Exercise objective:
List each line of the data below that contains the word "black". Case matters, so match capitalization exactly.

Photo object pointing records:

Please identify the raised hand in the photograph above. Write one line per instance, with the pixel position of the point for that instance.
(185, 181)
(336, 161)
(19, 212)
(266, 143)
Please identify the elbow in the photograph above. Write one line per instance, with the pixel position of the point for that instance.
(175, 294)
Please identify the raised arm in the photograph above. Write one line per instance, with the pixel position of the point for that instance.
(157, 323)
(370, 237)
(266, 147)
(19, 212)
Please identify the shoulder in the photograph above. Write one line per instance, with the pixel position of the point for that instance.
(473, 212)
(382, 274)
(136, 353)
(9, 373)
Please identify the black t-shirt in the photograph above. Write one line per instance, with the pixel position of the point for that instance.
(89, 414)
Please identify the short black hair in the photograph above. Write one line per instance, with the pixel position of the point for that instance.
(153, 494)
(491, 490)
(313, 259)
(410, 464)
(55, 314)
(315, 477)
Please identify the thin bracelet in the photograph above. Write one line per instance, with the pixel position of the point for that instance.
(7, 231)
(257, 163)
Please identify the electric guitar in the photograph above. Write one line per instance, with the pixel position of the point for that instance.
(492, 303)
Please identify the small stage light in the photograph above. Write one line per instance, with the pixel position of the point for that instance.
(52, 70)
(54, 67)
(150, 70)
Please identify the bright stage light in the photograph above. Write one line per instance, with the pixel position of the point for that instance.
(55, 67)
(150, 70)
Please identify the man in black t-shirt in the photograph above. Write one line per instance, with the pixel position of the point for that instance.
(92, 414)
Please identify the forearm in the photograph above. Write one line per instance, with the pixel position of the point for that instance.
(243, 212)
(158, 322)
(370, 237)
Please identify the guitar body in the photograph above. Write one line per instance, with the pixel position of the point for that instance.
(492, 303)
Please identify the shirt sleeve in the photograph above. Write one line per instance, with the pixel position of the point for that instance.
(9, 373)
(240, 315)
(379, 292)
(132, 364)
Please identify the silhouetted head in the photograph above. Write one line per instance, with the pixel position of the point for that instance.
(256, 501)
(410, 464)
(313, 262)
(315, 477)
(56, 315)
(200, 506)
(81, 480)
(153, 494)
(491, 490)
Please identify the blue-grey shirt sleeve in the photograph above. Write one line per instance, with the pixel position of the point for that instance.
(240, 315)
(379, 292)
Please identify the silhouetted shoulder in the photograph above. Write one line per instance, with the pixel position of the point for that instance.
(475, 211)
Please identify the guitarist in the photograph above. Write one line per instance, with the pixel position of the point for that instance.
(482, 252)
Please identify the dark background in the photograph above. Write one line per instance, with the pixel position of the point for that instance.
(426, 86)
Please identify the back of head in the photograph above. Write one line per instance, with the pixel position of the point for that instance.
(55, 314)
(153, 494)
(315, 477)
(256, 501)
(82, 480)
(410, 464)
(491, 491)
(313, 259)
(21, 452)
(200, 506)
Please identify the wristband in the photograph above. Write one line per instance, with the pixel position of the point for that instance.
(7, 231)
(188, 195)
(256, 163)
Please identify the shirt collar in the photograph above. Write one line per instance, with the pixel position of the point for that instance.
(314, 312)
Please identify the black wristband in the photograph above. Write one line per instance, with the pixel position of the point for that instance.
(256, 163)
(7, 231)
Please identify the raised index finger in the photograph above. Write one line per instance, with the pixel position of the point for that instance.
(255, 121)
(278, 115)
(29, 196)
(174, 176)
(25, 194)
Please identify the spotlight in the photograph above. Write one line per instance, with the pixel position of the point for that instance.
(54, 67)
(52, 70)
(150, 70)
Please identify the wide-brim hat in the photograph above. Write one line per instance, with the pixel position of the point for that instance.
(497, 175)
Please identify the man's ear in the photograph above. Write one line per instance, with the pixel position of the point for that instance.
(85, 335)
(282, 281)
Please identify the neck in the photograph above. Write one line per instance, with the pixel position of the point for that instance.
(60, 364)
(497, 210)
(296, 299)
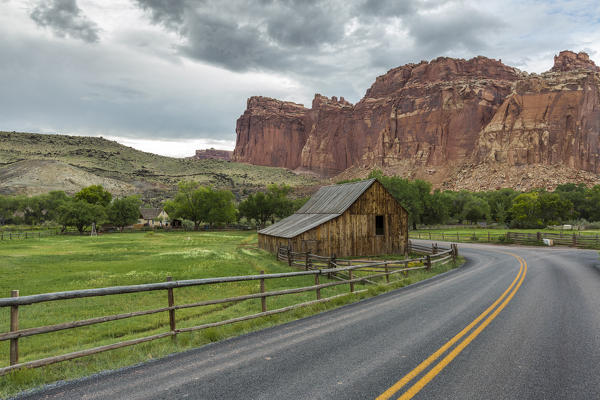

Result of this exercise:
Please identify the black t-shirt in the photograph above. Write one line per instance, with the pixel position of the point for that instance.
Please identify the short black hair in the photograph above. Write one line per instance, with the pixel position of the point for that instance.
Please identify the man in black t-shirt in the photograph above. Write one line per instance, with the pixel position of the point for that instance.
Please identify the black wristband in the photograph above. Write one line per instance, with the pixel position of the point for that instance.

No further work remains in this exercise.